Directions for this task. Reproduce the lines below, substituting "sample of the format" for every occurrence of "example of the format" and leaving everything else unchanged.

Data supplied.
^^^^^^^^
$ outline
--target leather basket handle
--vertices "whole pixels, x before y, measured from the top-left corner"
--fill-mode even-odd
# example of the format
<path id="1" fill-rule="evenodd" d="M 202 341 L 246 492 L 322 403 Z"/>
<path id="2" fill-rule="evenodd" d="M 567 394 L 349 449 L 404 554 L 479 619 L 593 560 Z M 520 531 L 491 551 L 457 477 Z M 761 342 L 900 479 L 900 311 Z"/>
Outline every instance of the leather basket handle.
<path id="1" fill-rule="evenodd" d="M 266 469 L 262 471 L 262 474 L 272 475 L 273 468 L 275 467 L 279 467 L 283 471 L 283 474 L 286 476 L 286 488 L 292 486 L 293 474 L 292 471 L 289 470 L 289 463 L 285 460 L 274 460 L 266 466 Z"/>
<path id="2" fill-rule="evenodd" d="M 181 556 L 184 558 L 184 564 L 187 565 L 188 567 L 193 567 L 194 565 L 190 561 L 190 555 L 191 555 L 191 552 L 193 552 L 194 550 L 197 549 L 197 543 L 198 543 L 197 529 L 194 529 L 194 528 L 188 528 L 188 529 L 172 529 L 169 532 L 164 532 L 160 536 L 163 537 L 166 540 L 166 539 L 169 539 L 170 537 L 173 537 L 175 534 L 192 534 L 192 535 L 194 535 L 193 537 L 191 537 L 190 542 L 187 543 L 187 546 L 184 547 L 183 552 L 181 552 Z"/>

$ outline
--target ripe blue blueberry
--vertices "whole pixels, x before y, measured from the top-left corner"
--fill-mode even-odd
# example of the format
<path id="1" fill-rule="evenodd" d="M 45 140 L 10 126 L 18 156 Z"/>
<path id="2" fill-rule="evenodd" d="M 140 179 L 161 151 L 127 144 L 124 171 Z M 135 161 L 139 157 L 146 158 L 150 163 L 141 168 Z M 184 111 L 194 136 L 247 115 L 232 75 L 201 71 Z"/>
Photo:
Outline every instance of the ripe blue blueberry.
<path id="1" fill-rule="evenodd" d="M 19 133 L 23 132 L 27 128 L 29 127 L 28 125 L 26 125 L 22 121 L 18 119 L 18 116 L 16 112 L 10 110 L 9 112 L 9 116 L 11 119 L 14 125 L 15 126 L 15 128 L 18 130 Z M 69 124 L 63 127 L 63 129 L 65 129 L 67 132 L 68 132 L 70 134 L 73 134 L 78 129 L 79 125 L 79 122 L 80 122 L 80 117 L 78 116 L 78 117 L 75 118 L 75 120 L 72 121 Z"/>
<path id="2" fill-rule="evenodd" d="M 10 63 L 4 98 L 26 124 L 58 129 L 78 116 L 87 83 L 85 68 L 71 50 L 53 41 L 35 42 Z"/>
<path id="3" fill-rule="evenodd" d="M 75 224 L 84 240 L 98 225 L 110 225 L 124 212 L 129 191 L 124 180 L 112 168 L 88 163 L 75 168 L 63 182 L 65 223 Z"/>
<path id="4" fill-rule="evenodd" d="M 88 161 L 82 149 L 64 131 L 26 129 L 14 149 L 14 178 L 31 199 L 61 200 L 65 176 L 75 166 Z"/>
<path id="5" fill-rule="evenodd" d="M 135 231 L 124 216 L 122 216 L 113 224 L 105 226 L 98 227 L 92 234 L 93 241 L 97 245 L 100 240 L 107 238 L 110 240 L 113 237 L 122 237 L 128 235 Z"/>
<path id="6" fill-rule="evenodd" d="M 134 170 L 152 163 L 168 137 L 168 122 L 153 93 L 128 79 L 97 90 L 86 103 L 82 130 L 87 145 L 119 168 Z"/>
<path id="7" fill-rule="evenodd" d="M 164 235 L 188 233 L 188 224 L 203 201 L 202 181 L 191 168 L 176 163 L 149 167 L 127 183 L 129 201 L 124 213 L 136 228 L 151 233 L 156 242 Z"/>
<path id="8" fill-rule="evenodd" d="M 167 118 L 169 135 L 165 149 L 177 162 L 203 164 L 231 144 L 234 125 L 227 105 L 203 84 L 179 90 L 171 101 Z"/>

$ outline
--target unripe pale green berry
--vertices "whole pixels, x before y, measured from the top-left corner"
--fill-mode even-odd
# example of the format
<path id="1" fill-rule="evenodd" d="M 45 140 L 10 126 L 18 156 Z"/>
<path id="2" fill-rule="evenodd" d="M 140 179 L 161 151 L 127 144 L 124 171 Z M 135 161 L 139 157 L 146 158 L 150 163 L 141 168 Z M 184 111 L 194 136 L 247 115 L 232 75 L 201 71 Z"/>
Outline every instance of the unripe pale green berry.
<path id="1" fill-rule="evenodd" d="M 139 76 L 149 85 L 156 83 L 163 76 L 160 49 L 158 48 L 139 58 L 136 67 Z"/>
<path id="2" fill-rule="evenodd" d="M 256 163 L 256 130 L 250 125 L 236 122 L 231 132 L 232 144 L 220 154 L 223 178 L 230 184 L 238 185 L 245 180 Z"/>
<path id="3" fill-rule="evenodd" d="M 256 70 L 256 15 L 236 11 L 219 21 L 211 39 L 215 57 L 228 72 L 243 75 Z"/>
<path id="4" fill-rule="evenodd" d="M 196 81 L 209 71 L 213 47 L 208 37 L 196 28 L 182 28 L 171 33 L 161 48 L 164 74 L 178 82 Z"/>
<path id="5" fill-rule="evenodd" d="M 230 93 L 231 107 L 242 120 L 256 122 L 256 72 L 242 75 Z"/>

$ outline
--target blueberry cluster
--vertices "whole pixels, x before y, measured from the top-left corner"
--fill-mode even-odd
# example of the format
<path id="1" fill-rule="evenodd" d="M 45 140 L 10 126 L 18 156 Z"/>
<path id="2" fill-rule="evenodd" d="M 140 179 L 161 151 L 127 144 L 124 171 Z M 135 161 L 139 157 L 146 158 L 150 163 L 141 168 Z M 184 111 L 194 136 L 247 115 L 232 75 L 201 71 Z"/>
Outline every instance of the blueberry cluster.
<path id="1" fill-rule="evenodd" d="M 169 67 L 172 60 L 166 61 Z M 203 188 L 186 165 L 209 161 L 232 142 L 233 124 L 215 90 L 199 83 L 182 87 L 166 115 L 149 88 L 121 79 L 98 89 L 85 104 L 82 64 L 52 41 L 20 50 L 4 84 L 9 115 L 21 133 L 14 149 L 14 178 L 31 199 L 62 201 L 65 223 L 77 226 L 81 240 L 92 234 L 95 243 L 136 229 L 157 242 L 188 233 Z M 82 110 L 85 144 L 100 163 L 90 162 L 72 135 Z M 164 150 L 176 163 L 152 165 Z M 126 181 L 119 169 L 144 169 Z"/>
^^^^^^^^
Expected answer.
$ outline
--target leather basket handle
--vertices "whole pixels, x before y, measured from the top-left corner"
--fill-mode even-odd
# sample of the format
<path id="1" fill-rule="evenodd" d="M 202 341 L 246 492 L 322 403 Z"/>
<path id="2" fill-rule="evenodd" d="M 567 394 L 349 449 L 404 554 L 479 619 L 593 560 Z M 520 531 L 491 551 L 457 477 Z M 761 342 L 900 479 L 900 311 Z"/>
Outline every instance of the leather basket handle.
<path id="1" fill-rule="evenodd" d="M 266 469 L 262 471 L 262 474 L 272 475 L 273 468 L 275 467 L 279 467 L 283 471 L 283 474 L 286 476 L 286 488 L 292 486 L 293 474 L 292 471 L 289 470 L 289 463 L 285 460 L 274 460 L 266 466 Z"/>
<path id="2" fill-rule="evenodd" d="M 181 556 L 184 558 L 184 564 L 187 565 L 188 567 L 193 567 L 194 565 L 190 561 L 190 555 L 191 555 L 191 552 L 193 552 L 194 550 L 197 549 L 197 543 L 198 543 L 197 529 L 194 529 L 194 528 L 188 528 L 188 529 L 172 529 L 169 532 L 164 532 L 160 536 L 163 537 L 166 540 L 166 539 L 169 539 L 170 537 L 173 537 L 175 534 L 192 534 L 192 535 L 194 535 L 193 537 L 191 537 L 190 542 L 187 543 L 187 546 L 184 547 L 183 552 L 181 552 Z"/>

$ outline
--target ripe blue blueberry
--vertices "whole pixels, x before y, measured from the top-left corner"
--fill-mode even-odd
# sample of the format
<path id="1" fill-rule="evenodd" d="M 45 140 L 10 126 L 18 156 Z"/>
<path id="2" fill-rule="evenodd" d="M 140 179 L 161 151 L 127 144 L 124 171 Z M 135 161 L 139 157 L 146 158 L 150 163 L 141 168 Z M 184 111 L 194 136 L 247 115 L 232 75 L 201 71 Z"/>
Photo:
Outline every instance of the ripe blue blueberry.
<path id="1" fill-rule="evenodd" d="M 19 133 L 23 132 L 27 128 L 29 127 L 28 125 L 26 125 L 22 121 L 18 119 L 18 116 L 16 112 L 10 110 L 9 112 L 9 116 L 11 119 L 14 125 L 15 126 L 15 128 L 18 130 Z M 69 124 L 63 127 L 63 129 L 65 129 L 67 132 L 68 132 L 70 134 L 73 134 L 78 129 L 79 125 L 79 122 L 80 122 L 80 117 L 78 116 L 78 117 L 75 118 L 75 120 L 72 121 Z"/>
<path id="2" fill-rule="evenodd" d="M 10 63 L 4 98 L 26 124 L 58 129 L 78 116 L 87 83 L 85 68 L 71 50 L 53 41 L 35 42 Z"/>
<path id="3" fill-rule="evenodd" d="M 75 224 L 84 240 L 98 225 L 110 225 L 124 212 L 129 191 L 124 180 L 112 168 L 88 163 L 75 168 L 63 182 L 65 223 Z"/>
<path id="4" fill-rule="evenodd" d="M 88 161 L 82 149 L 64 131 L 26 129 L 14 149 L 14 178 L 31 199 L 61 200 L 65 176 L 75 166 Z"/>
<path id="5" fill-rule="evenodd" d="M 135 231 L 124 216 L 122 216 L 113 224 L 105 226 L 98 227 L 92 234 L 93 241 L 97 245 L 100 240 L 107 238 L 110 240 L 113 237 L 122 237 L 128 235 Z"/>
<path id="6" fill-rule="evenodd" d="M 134 170 L 152 163 L 168 137 L 168 122 L 153 93 L 128 79 L 97 90 L 86 103 L 82 130 L 87 145 L 119 168 Z"/>
<path id="7" fill-rule="evenodd" d="M 164 235 L 188 233 L 188 224 L 203 201 L 202 181 L 191 168 L 176 163 L 149 167 L 127 183 L 129 201 L 124 213 L 136 228 L 151 233 L 156 242 Z"/>
<path id="8" fill-rule="evenodd" d="M 167 118 L 169 135 L 165 149 L 177 162 L 203 164 L 231 144 L 234 125 L 227 105 L 203 84 L 179 90 L 171 101 Z"/>

$ outline
--target unripe pale green berry
--vertices "whole pixels, x before y, measured from the top-left corner"
--fill-mode even-odd
# sample of the format
<path id="1" fill-rule="evenodd" d="M 45 140 L 10 126 L 18 156 Z"/>
<path id="2" fill-rule="evenodd" d="M 140 179 L 161 151 L 127 144 L 124 171 Z M 135 161 L 139 157 L 146 158 L 150 163 L 141 168 Z M 184 111 L 194 136 L 247 115 L 232 75 L 201 71 Z"/>
Outline every instance of the unripe pale green berry.
<path id="1" fill-rule="evenodd" d="M 139 76 L 149 85 L 156 83 L 163 76 L 160 49 L 158 48 L 139 58 L 136 67 Z"/>
<path id="2" fill-rule="evenodd" d="M 256 163 L 256 130 L 250 125 L 236 122 L 231 132 L 232 144 L 220 154 L 223 178 L 230 184 L 238 185 L 245 180 Z"/>
<path id="3" fill-rule="evenodd" d="M 256 70 L 256 15 L 236 11 L 219 21 L 211 39 L 215 57 L 228 72 L 243 75 Z"/>
<path id="4" fill-rule="evenodd" d="M 196 81 L 209 71 L 213 47 L 208 37 L 196 28 L 182 28 L 171 33 L 161 48 L 164 74 L 178 82 Z"/>
<path id="5" fill-rule="evenodd" d="M 230 93 L 231 107 L 242 120 L 256 122 L 256 72 L 242 75 Z"/>

$ outline
--target blueberry cluster
--vertices "whole pixels, x before y, measured from the top-left corner"
--fill-mode even-odd
# sample of the format
<path id="1" fill-rule="evenodd" d="M 45 140 L 10 126 L 18 156 Z"/>
<path id="2" fill-rule="evenodd" d="M 140 179 L 161 151 L 127 144 L 124 171 Z M 135 161 L 139 157 L 146 158 L 150 163 L 141 168 Z M 184 111 L 194 136 L 247 115 L 232 75 L 201 71 Z"/>
Outline every instance of the blueberry cluster.
<path id="1" fill-rule="evenodd" d="M 169 67 L 172 60 L 166 61 Z M 203 188 L 186 165 L 209 161 L 232 142 L 233 124 L 215 90 L 199 83 L 182 87 L 166 115 L 149 88 L 121 79 L 98 89 L 85 104 L 82 64 L 52 41 L 20 50 L 4 84 L 9 115 L 21 133 L 14 149 L 14 178 L 31 199 L 62 201 L 65 223 L 77 226 L 81 240 L 92 234 L 95 243 L 136 229 L 157 242 L 188 233 Z M 82 110 L 85 144 L 100 163 L 90 162 L 72 135 Z M 164 150 L 176 163 L 152 165 Z M 126 181 L 119 169 L 144 169 Z"/>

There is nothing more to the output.